--- EXERCISE DESCRIPTION ---
Copy out everything from the start of the listing down to the line containing "box: [213, 95, 248, 166]", both ends included, leaving out the pictures.

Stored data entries
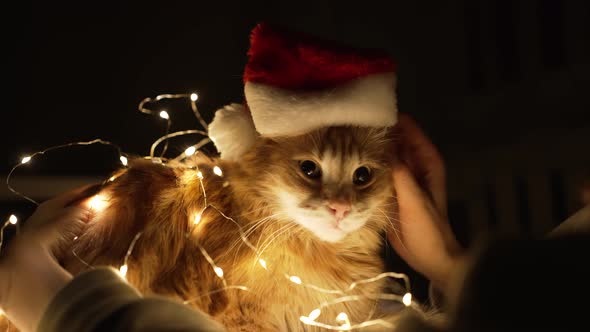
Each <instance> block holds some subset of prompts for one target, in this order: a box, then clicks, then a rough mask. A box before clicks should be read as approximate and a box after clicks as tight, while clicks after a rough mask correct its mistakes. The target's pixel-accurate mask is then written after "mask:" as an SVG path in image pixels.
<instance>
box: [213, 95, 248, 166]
mask: <svg viewBox="0 0 590 332" xmlns="http://www.w3.org/2000/svg"><path fill="white" fill-rule="evenodd" d="M256 136H257V134H256V129H254V123H253V122H252V118H251V117H250V114H249V113H248V112H247V111H246V109H245V107H244V106H243V105H240V104H235V103H234V104H230V105H227V106H225V107H223V108H221V109H219V110H217V112H215V117H214V118H213V121H211V123H210V124H209V138H211V140H212V141H213V143H215V147H216V148H217V151H219V153H220V154H221V156H220V157H221V159H226V160H233V161H236V160H238V158H239V157H240V156H241V155H242V154H244V153H245V152H246V151H248V150H249V149H250V148H251V147H252V146H253V145H254V142H255V141H256Z"/></svg>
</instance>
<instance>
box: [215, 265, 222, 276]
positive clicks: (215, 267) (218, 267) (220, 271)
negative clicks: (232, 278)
mask: <svg viewBox="0 0 590 332" xmlns="http://www.w3.org/2000/svg"><path fill="white" fill-rule="evenodd" d="M213 270H214V271H215V274H217V276H218V277H220V278H223V269H222V268H220V267H219V266H216V267H214V268H213Z"/></svg>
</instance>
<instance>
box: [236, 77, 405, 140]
mask: <svg viewBox="0 0 590 332" xmlns="http://www.w3.org/2000/svg"><path fill="white" fill-rule="evenodd" d="M395 89H396V75H395V73H384V74H373V75H368V76H365V77H362V78H358V79H355V80H353V81H350V82H347V83H344V84H342V85H340V86H336V87H333V88H328V89H324V90H321V91H312V92H305V91H298V90H288V89H282V88H277V87H274V86H271V85H267V84H261V83H254V82H246V84H245V87H244V92H245V95H246V100H247V103H248V107H249V109H250V112H251V114H252V118H253V121H254V124H255V126H256V130H257V131H258V133H260V134H261V135H262V136H269V137H272V136H290V135H299V134H304V133H306V132H309V131H311V130H314V129H317V128H320V127H327V126H339V125H340V126H343V125H355V126H366V127H390V126H393V125H395V124H396V123H397V98H396V92H395Z"/></svg>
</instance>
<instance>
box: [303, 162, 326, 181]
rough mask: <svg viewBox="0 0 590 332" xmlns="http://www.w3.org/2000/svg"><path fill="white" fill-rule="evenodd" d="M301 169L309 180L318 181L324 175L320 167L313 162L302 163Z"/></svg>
mask: <svg viewBox="0 0 590 332" xmlns="http://www.w3.org/2000/svg"><path fill="white" fill-rule="evenodd" d="M299 168H300V169H301V171H302V172H303V174H305V176H307V177H308V178H312V179H317V178H319V177H320V176H321V175H322V172H321V170H320V167H319V166H318V165H317V164H316V163H314V162H313V161H311V160H304V161H301V162H300V163H299Z"/></svg>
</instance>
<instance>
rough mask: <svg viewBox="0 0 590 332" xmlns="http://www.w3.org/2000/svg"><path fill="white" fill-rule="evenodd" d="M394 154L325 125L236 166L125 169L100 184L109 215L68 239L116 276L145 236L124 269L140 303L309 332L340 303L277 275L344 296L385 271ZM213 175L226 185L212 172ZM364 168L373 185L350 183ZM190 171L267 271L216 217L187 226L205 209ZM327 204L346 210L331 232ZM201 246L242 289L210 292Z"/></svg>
mask: <svg viewBox="0 0 590 332" xmlns="http://www.w3.org/2000/svg"><path fill="white" fill-rule="evenodd" d="M394 148H395V147H394V140H393V138H392V136H391V131H390V130H386V129H369V128H356V127H331V128H323V129H320V130H317V131H314V132H312V133H311V134H306V135H303V136H299V137H292V138H278V139H272V140H271V139H267V138H264V139H262V138H259V140H258V142H257V143H256V145H255V147H254V148H252V149H251V150H250V151H249V152H248V153H247V154H246V155H245V156H244V157H243V159H242V160H241V161H240V162H238V163H233V162H224V161H223V160H215V159H212V158H207V157H204V156H202V155H201V154H197V156H199V157H195V158H193V159H192V160H189V161H186V162H183V164H179V165H171V166H172V167H167V166H163V165H161V164H158V163H153V162H151V161H149V160H145V159H141V158H138V159H130V161H129V166H128V167H127V168H126V169H124V170H122V171H121V172H120V174H117V177H116V179H115V180H114V181H113V182H110V183H108V184H107V185H106V186H105V188H104V190H103V192H102V195H104V196H105V197H107V198H108V207H107V208H106V210H104V211H103V212H101V213H100V214H99V215H97V217H96V219H95V220H94V221H92V223H91V225H90V226H89V229H88V230H87V232H86V233H85V234H83V235H82V236H80V238H79V239H78V240H77V241H76V244H75V252H76V254H77V255H78V256H79V257H81V258H82V259H83V260H85V261H87V262H88V263H89V264H91V265H95V266H96V265H112V266H115V267H118V266H120V265H121V264H123V258H124V256H125V253H126V251H127V249H128V247H129V244H130V243H131V241H132V239H133V238H134V236H135V235H136V234H137V233H138V232H143V233H142V235H141V237H140V238H139V240H138V242H137V244H136V246H135V248H134V250H133V254H132V255H131V257H130V259H129V261H128V267H129V272H128V273H127V279H128V281H129V282H130V283H131V284H132V285H134V286H136V287H137V288H138V289H139V290H140V291H142V292H143V293H144V294H161V295H166V296H171V297H173V298H176V299H178V300H180V301H187V300H189V301H190V305H192V306H193V307H194V308H196V309H198V310H202V311H204V312H206V313H208V314H210V315H211V316H212V317H213V318H214V319H216V320H218V321H220V322H222V323H223V325H224V326H226V328H227V329H228V330H229V331H301V330H304V329H305V330H308V331H313V330H315V329H314V328H312V327H310V326H305V325H303V324H302V323H301V322H300V320H299V317H300V316H301V315H307V314H309V313H310V311H312V310H313V309H314V308H317V307H318V306H319V304H320V303H321V302H323V301H325V300H331V299H334V298H336V297H338V296H339V295H336V294H325V293H322V292H319V291H317V290H314V289H310V288H306V287H303V286H302V285H297V284H295V283H293V282H291V281H289V280H288V279H287V278H286V277H285V275H286V274H288V275H296V276H299V277H300V278H301V280H302V281H303V282H304V283H307V284H314V285H317V286H319V287H322V288H327V289H345V288H347V287H348V286H349V285H350V284H351V283H352V282H354V281H356V280H361V279H366V278H370V277H373V276H375V275H377V274H379V273H381V272H383V270H384V264H383V262H382V259H381V257H380V250H381V247H382V245H383V237H382V232H383V231H384V230H385V229H386V228H387V225H388V223H390V222H391V221H390V220H388V215H391V214H392V212H393V211H394V210H395V202H394V200H393V199H392V189H391V185H390V182H391V179H390V168H391V166H392V163H393V154H394ZM303 160H310V161H313V162H315V163H316V164H317V165H318V167H319V168H320V169H321V175H320V176H319V177H315V178H314V177H308V176H306V175H305V174H304V172H303V171H302V170H301V168H302V166H301V161H303ZM190 165H193V166H194V165H196V166H197V167H187V166H190ZM215 165H218V166H220V167H221V169H222V170H223V176H217V175H215V174H214V172H213V167H214V166H215ZM309 165H311V164H309ZM309 165H308V166H309ZM176 166H178V167H176ZM361 166H366V167H368V169H369V170H370V177H371V178H370V180H369V181H368V182H366V183H363V184H362V185H355V184H354V183H353V178H354V172H355V170H356V169H358V168H359V167H361ZM199 171H200V172H202V174H203V180H202V181H203V185H204V189H205V192H206V200H207V203H208V204H211V205H213V206H214V207H216V208H218V209H219V210H220V211H221V212H223V213H224V214H226V215H227V216H229V217H232V218H233V219H234V220H235V221H236V222H237V223H239V225H240V226H241V228H242V229H243V230H244V231H245V232H247V234H248V239H249V241H250V242H251V243H253V244H254V245H255V246H257V247H258V250H259V251H260V252H261V257H262V258H264V260H265V261H266V262H267V266H268V270H265V269H264V268H263V267H262V266H261V265H259V264H258V257H257V256H256V254H255V252H254V251H253V250H252V249H251V248H249V247H248V246H247V245H246V244H244V242H243V241H242V240H241V238H240V233H239V230H238V227H237V226H236V225H235V224H234V223H233V222H232V221H230V220H227V219H226V218H224V217H223V216H221V215H220V214H219V213H218V212H217V211H216V210H215V209H214V208H208V209H207V210H206V211H205V212H204V213H203V214H202V218H201V221H200V223H199V224H198V225H196V226H194V225H193V220H194V218H195V216H196V214H197V213H198V212H199V211H201V210H202V209H203V207H204V206H205V205H204V204H205V197H204V195H203V190H202V188H201V183H200V181H199V177H198V172H199ZM357 175H358V174H357ZM365 175H366V173H365ZM333 200H340V201H346V202H350V203H351V210H350V211H348V213H345V214H346V217H344V219H341V222H340V223H336V222H335V221H334V220H332V218H333V216H332V215H333V214H334V210H333V209H331V208H329V207H328V206H327V205H326V204H327V202H329V201H333ZM303 219H305V220H303ZM365 221H366V222H365ZM335 225H337V226H335ZM357 228H358V229H357ZM199 245H201V246H202V247H203V248H204V249H206V251H207V252H208V254H209V255H210V256H211V257H212V258H213V260H214V261H215V264H216V265H217V266H219V267H221V268H222V269H223V271H224V278H225V279H226V280H227V284H228V285H243V286H246V287H248V288H249V289H250V291H243V290H238V289H229V290H227V291H220V292H215V293H211V294H210V292H211V291H215V290H217V289H220V288H223V287H224V285H223V283H222V280H221V279H220V278H219V277H218V276H217V275H216V274H215V272H214V271H213V269H212V267H211V265H210V264H209V263H208V262H207V260H206V259H205V258H204V256H203V254H202V253H201V251H200V249H199ZM66 264H67V265H68V268H69V269H70V270H71V271H73V272H77V271H80V270H83V269H84V268H85V266H84V265H83V264H81V263H80V261H79V260H78V259H77V258H70V259H69V260H68V261H67V262H66ZM384 282H385V281H384V280H382V281H378V282H373V283H367V284H364V285H360V286H358V287H357V288H355V289H354V291H352V292H351V293H350V294H375V293H381V292H382V288H383V287H384ZM375 308H376V303H375V301H374V300H371V299H366V300H361V301H356V302H349V303H347V304H339V305H334V306H332V307H330V308H326V309H324V310H322V315H321V316H320V317H319V318H318V319H317V321H319V322H324V323H327V324H331V325H333V324H335V321H334V318H335V317H336V315H337V314H338V313H340V312H342V311H344V312H346V313H348V315H349V317H350V319H351V322H352V323H353V324H354V323H358V322H361V321H365V320H367V319H368V318H369V316H370V315H371V314H372V312H373V311H374V310H375Z"/></svg>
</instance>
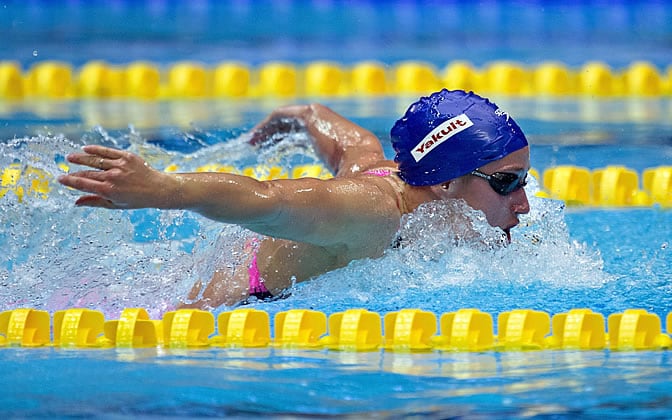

--- ANSWER TO THIS PROBLEM ---
Each <instance> block holds some subset of prompts for one target, in this order: a box, then clicks, then a rough mask. A box before clicks should be read as approximate and a box after clicks as tight, while clicks after a rough mask correct its mistakes. The target's pixel-accurate mask is then written after "mask:" as an SVG path in image pixels.
<instance>
box: [213, 95, 248, 166]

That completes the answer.